Material shown:
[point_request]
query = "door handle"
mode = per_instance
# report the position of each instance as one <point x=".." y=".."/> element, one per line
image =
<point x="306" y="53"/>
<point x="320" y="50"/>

Assignment: Give back, unchanged, the line that holds "mode = per_instance" along with all lines after it through the last line above.

Written response:
mode = per_instance
# report the position of each instance as one <point x=".." y=".."/> element, one per line
image =
<point x="306" y="53"/>
<point x="320" y="50"/>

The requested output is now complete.